[PROVIDED INFORMATION start]

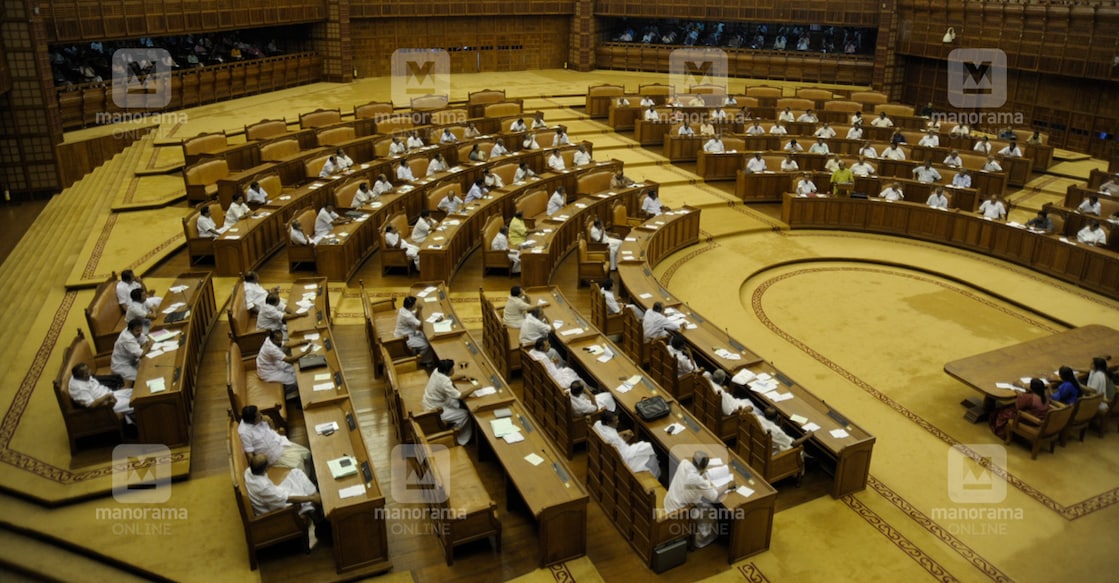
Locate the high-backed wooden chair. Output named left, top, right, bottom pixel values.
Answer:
left=735, top=412, right=805, bottom=483
left=228, top=420, right=308, bottom=571
left=1006, top=402, right=1075, bottom=460
left=53, top=330, right=124, bottom=454
left=579, top=236, right=610, bottom=288
left=1061, top=392, right=1103, bottom=446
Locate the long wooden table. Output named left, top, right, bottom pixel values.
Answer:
left=132, top=272, right=217, bottom=448
left=944, top=325, right=1119, bottom=423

[PROVIDED INFORMATION end]

= SET PROBLEM =
Copy every line of the entries above verbatim, leaving the pictures out.

= SOLUTION TO THIS EXERCISE =
Locate the high-backed wooden chair. Output named left, top, right, bottom pixel values.
Answer:
left=735, top=412, right=805, bottom=483
left=228, top=420, right=308, bottom=571
left=1006, top=402, right=1075, bottom=460
left=53, top=330, right=124, bottom=454
left=579, top=236, right=610, bottom=288
left=1061, top=392, right=1103, bottom=446
Locate the long wooden table. Output named left, top, right, bottom pixel values.
Answer:
left=132, top=272, right=217, bottom=448
left=944, top=325, right=1119, bottom=423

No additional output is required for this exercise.